**Records provided**

++++++++++++++++++++

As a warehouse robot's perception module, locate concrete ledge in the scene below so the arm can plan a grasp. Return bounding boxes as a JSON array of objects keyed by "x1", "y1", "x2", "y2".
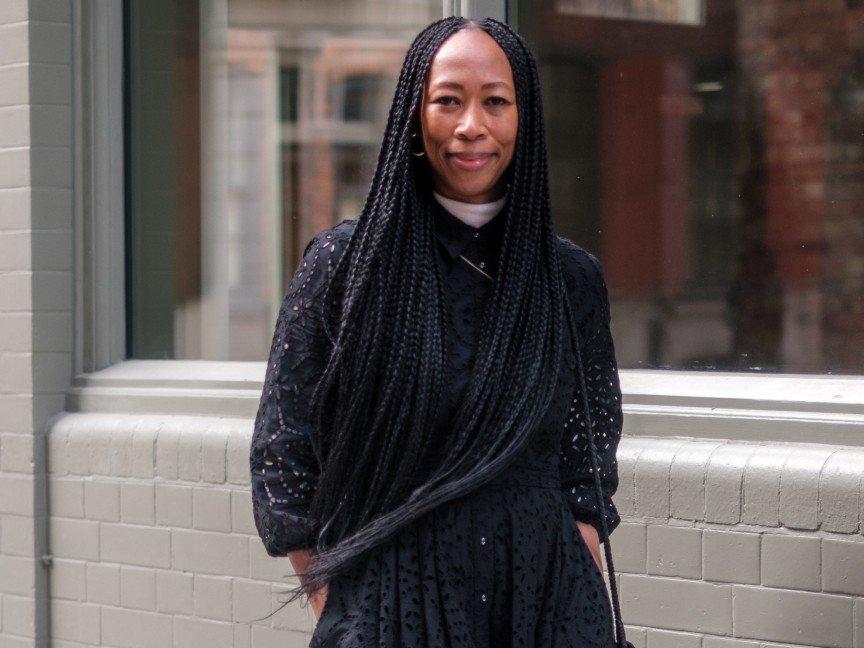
[
  {"x1": 45, "y1": 412, "x2": 864, "y2": 648},
  {"x1": 66, "y1": 360, "x2": 864, "y2": 446}
]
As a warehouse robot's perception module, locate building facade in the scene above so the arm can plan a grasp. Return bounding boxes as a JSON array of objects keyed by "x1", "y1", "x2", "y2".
[{"x1": 0, "y1": 0, "x2": 864, "y2": 648}]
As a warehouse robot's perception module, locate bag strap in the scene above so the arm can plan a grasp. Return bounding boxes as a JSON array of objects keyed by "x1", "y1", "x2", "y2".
[{"x1": 564, "y1": 288, "x2": 628, "y2": 648}]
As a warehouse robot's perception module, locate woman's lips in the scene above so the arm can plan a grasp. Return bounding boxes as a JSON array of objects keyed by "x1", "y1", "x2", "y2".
[{"x1": 450, "y1": 153, "x2": 492, "y2": 171}]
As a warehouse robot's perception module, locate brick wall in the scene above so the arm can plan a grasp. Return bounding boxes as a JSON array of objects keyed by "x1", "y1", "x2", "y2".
[
  {"x1": 613, "y1": 438, "x2": 864, "y2": 648},
  {"x1": 0, "y1": 0, "x2": 73, "y2": 648},
  {"x1": 42, "y1": 414, "x2": 864, "y2": 648}
]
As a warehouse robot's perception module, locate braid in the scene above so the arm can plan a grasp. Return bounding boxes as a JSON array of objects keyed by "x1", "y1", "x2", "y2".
[{"x1": 270, "y1": 16, "x2": 564, "y2": 604}]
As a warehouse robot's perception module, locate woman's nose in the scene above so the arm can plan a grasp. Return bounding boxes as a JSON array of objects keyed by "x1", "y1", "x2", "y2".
[{"x1": 456, "y1": 101, "x2": 486, "y2": 138}]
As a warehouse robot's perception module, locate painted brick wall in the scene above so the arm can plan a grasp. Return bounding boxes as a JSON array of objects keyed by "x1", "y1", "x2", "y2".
[
  {"x1": 0, "y1": 0, "x2": 73, "y2": 648},
  {"x1": 613, "y1": 438, "x2": 864, "y2": 648}
]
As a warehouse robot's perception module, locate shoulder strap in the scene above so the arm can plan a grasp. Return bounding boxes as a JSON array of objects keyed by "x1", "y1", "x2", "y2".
[{"x1": 564, "y1": 280, "x2": 628, "y2": 648}]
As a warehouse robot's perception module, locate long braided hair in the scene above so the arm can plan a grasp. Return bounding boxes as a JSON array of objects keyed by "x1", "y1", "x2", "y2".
[{"x1": 286, "y1": 16, "x2": 566, "y2": 604}]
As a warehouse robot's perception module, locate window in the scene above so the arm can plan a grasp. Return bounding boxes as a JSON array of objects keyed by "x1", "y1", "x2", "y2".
[
  {"x1": 125, "y1": 0, "x2": 442, "y2": 361},
  {"x1": 510, "y1": 0, "x2": 864, "y2": 374}
]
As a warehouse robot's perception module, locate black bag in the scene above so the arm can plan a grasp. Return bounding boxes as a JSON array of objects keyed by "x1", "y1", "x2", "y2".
[{"x1": 564, "y1": 289, "x2": 634, "y2": 648}]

++++++++++++++++++++

**Written request**
Leave the pictures out, and transcribe each of the records exactly.

**Complete output**
As a warehouse robot's perception module, locate concrete ledge in the scene below so the arm can plan a grasp. Return bounding boxes as a JSON array of objects keyed by "x1", "y1", "x2", "y2".
[
  {"x1": 45, "y1": 412, "x2": 864, "y2": 648},
  {"x1": 66, "y1": 360, "x2": 864, "y2": 446}
]
As a warehouse robot's perception module, locate building facade in the scene above so the arm can plan a grasp. Return bounding boxes as a JSON array of objects keyed by "x1", "y1", "x2", "y2".
[{"x1": 0, "y1": 0, "x2": 864, "y2": 648}]
As a warehouse robot's perception module, locate bag strap in the scene above so the arm can plan a grasp. Return bounding boxes as a JSON array of objects keyed by "x1", "y1", "x2", "y2".
[{"x1": 564, "y1": 288, "x2": 628, "y2": 648}]
As a warehouse robot's perception module, locate woman's lips in the scene above so the arm can plan a grasp. Return bounding boxes as a JSON array of objects keyed by "x1", "y1", "x2", "y2".
[{"x1": 450, "y1": 153, "x2": 492, "y2": 171}]
As a warehouse robot's perception module, locate brick wall in the scene above so the arm can plan a grasp. Return bounding boxes as a JSON array of objects keyed by "x1", "y1", "x2", "y2".
[
  {"x1": 613, "y1": 438, "x2": 864, "y2": 648},
  {"x1": 0, "y1": 0, "x2": 73, "y2": 648},
  {"x1": 42, "y1": 414, "x2": 864, "y2": 648}
]
As a warehouse robot's perception module, locate braid in the scene above so the arm can plan a grasp. Return bounding boxes as a JSON array of objects keyed by "x1", "y1", "x2", "y2".
[{"x1": 270, "y1": 16, "x2": 564, "y2": 604}]
As a warehouse robot's perception module, locate woman's nose in the scene above so the arm can plan a grasp. Return bounding boxes as a JSON array of objects keyed by "x1", "y1", "x2", "y2".
[{"x1": 456, "y1": 101, "x2": 486, "y2": 138}]
As a warehouse robot's perception module, locate painted brick wall in the scene above so the arm can plan a grasp. Return bounding boxes as a JSON array of objects keyed by "x1", "y1", "x2", "y2".
[
  {"x1": 0, "y1": 0, "x2": 73, "y2": 648},
  {"x1": 613, "y1": 438, "x2": 864, "y2": 648}
]
As a warehouse robot's perception module, locate shoulder strap in the scene above so the arm can plan a grasp. Return bounding boxes as a JSON array of objects keyed by "x1", "y1", "x2", "y2".
[{"x1": 564, "y1": 280, "x2": 628, "y2": 648}]
As a warehouse robot's perception module, locate long braided hair in the scene above so the arm can plan a grasp. Return bounding boxes as a JSON array of objects keyed by "x1", "y1", "x2", "y2".
[{"x1": 286, "y1": 16, "x2": 566, "y2": 604}]
As a warehouse robot's perception module, locate window in the scene above so the arm can plan a grasp. Return bounding boxes as a JSON array of objects keyed by "x1", "y1", "x2", "y2".
[
  {"x1": 125, "y1": 0, "x2": 442, "y2": 361},
  {"x1": 510, "y1": 0, "x2": 864, "y2": 374}
]
As a warehouse robot's perception module, locate black bag in the scene above so the arm can plan a grasp. Return bounding boxes as a JSON array of objects keyed by "x1", "y1", "x2", "y2".
[{"x1": 564, "y1": 289, "x2": 634, "y2": 648}]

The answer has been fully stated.